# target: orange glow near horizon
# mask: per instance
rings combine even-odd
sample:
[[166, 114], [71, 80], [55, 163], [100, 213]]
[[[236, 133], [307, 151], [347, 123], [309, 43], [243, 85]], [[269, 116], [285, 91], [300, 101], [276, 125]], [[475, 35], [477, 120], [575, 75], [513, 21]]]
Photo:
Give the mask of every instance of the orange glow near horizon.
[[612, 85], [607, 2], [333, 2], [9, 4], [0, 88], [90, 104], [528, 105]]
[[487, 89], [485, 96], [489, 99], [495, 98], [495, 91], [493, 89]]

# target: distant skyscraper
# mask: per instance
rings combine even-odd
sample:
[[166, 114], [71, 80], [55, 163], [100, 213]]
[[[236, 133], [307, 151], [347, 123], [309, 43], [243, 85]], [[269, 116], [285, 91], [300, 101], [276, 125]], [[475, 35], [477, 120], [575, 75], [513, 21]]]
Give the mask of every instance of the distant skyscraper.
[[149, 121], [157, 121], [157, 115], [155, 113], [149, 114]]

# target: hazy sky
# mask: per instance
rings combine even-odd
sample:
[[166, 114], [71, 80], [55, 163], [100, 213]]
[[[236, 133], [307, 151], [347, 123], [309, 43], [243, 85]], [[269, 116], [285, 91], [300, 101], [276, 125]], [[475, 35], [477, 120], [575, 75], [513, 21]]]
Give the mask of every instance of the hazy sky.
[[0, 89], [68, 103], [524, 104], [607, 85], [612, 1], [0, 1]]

#### [Exercise prompt]
Using the exact wording, transcribe all the records above.

#### [Solution to the problem]
# target: orange glow near horizon
# mask: per instance
rings combine even-odd
sample:
[[166, 114], [71, 80], [55, 163], [100, 213]]
[[[236, 133], [307, 151], [347, 123], [309, 43], [243, 85]], [[269, 116], [285, 91], [300, 101], [276, 125]], [[475, 35], [477, 120], [575, 75], [513, 21]]]
Photo:
Give the mask of every instance of the orange glow near horizon.
[[612, 85], [607, 2], [333, 2], [9, 4], [0, 88], [90, 104], [528, 105]]
[[487, 89], [485, 96], [489, 99], [495, 98], [495, 91], [493, 89]]

# target: distant skyscraper
# mask: per instance
rings combine even-odd
sample:
[[166, 114], [71, 80], [55, 163], [100, 213]]
[[[236, 133], [307, 151], [347, 123], [309, 43], [243, 85]], [[269, 116], [285, 91], [300, 101], [276, 125]], [[475, 35], [477, 120], [575, 75], [513, 21]]]
Give the mask of every instance of the distant skyscraper.
[[149, 121], [157, 121], [157, 115], [155, 113], [149, 114]]

# target: hazy sky
# mask: per instance
rings combine even-odd
sample:
[[166, 114], [71, 80], [55, 163], [100, 213]]
[[[236, 133], [307, 151], [347, 123], [309, 43], [243, 85]], [[269, 116], [285, 91], [300, 101], [276, 125]], [[475, 35], [477, 120], [575, 75], [513, 21]]]
Give the mask of every instance of the hazy sky.
[[0, 89], [68, 103], [524, 104], [607, 85], [612, 1], [0, 1]]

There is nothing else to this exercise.